§ 作業内容:
「scan for: man's chin」を含む行から記録の末尾までを、「scan for」を「locate」に置き換えたうえで、他は一切変えずに書き直してください。回答には画像を含めないでください。

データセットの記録
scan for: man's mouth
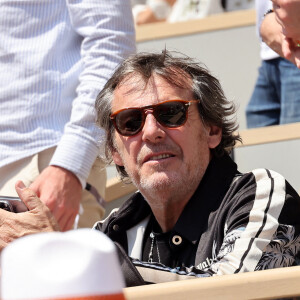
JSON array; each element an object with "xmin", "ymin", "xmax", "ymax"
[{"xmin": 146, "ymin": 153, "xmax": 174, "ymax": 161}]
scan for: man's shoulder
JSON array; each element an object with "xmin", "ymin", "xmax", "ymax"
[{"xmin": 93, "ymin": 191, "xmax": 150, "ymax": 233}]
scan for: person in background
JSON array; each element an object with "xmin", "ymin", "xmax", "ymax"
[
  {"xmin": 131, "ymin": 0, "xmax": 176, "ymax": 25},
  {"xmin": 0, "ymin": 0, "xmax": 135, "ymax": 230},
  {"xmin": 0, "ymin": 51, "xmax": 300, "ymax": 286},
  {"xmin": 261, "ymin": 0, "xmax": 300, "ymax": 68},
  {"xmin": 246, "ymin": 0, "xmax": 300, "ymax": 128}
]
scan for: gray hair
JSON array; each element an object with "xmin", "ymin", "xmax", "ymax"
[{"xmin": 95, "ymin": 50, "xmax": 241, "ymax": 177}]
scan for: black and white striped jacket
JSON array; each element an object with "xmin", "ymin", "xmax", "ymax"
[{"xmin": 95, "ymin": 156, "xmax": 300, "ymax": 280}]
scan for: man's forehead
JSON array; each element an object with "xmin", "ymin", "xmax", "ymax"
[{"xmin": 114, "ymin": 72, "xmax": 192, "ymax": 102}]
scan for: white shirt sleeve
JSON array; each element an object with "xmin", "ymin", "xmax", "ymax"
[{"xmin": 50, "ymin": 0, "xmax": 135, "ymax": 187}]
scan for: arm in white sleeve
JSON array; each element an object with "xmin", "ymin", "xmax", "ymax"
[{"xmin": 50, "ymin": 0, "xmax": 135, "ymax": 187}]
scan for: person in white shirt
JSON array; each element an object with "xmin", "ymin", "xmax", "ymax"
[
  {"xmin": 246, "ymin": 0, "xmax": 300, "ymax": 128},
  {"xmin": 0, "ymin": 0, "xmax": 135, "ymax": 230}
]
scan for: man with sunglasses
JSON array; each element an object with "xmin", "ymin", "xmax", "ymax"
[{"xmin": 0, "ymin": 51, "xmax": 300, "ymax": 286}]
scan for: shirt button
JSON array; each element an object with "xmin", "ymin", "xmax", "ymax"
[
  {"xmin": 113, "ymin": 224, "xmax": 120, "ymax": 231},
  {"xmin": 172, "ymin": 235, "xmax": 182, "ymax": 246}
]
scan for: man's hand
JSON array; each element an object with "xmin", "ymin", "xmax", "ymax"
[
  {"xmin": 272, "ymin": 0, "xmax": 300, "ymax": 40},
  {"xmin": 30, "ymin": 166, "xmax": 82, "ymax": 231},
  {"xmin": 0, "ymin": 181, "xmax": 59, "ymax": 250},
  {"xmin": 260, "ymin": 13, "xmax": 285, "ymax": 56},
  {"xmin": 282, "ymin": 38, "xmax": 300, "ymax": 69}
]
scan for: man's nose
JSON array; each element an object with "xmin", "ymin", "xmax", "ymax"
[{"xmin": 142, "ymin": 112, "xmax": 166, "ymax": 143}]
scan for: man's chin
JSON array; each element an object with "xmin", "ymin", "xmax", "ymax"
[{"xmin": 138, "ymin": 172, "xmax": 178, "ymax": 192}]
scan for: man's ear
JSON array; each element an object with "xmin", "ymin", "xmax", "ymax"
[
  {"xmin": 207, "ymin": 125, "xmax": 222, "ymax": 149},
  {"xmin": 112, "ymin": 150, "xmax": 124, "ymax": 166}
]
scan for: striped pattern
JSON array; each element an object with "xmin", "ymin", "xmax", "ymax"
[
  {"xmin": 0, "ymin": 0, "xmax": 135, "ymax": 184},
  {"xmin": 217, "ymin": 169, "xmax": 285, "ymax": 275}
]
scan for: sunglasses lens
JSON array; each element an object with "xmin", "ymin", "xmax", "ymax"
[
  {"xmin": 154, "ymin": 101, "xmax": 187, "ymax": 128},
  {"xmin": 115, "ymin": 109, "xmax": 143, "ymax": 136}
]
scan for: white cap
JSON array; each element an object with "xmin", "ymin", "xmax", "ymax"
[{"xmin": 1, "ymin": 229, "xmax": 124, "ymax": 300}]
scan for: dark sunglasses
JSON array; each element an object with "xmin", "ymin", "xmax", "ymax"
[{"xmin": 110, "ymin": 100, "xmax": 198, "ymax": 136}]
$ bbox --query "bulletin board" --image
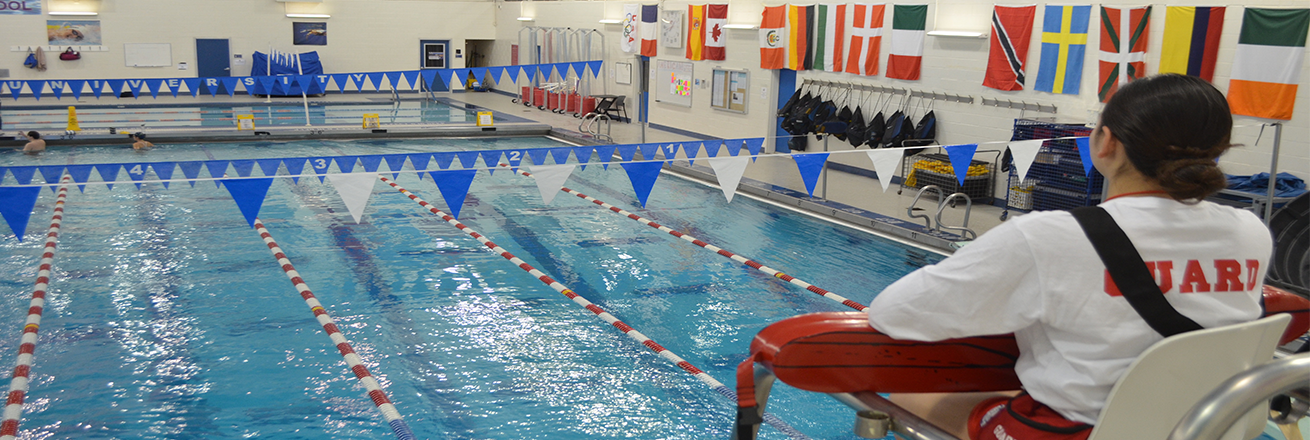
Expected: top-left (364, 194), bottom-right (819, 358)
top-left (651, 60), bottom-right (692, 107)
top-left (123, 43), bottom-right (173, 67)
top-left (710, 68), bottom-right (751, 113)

§ 解答例:
locate: man's chin
JSON array; each element an object with "xmin", "ymin", "xmax", "ymax"
[{"xmin": 138, "ymin": 172, "xmax": 178, "ymax": 192}]
locate: man's ear
JSON array; each element an object with "xmin", "ymin", "xmax", "ymax"
[
  {"xmin": 207, "ymin": 125, "xmax": 222, "ymax": 149},
  {"xmin": 112, "ymin": 150, "xmax": 124, "ymax": 166}
]
locate: striped pattern
JSON array; each element an object with "xmin", "ymin", "xmax", "ymax"
[
  {"xmin": 0, "ymin": 0, "xmax": 135, "ymax": 184},
  {"xmin": 217, "ymin": 169, "xmax": 285, "ymax": 275}
]
locate: sunglasses lens
JSON array; each element an object with "xmin", "ymin", "xmax", "ymax"
[
  {"xmin": 154, "ymin": 101, "xmax": 187, "ymax": 128},
  {"xmin": 115, "ymin": 109, "xmax": 143, "ymax": 136}
]
locate: white cap
JSON array; each element an object with "xmin", "ymin", "xmax", "ymax"
[{"xmin": 1, "ymin": 229, "xmax": 124, "ymax": 300}]
locate: dark sunglasses
JSON array; each element an object with "xmin", "ymin", "xmax", "ymax"
[{"xmin": 110, "ymin": 100, "xmax": 198, "ymax": 136}]
$ bbox --query "bulletin board" --image
Expected: top-left (364, 194), bottom-right (819, 358)
top-left (651, 60), bottom-right (692, 107)
top-left (123, 43), bottom-right (173, 67)
top-left (710, 68), bottom-right (751, 113)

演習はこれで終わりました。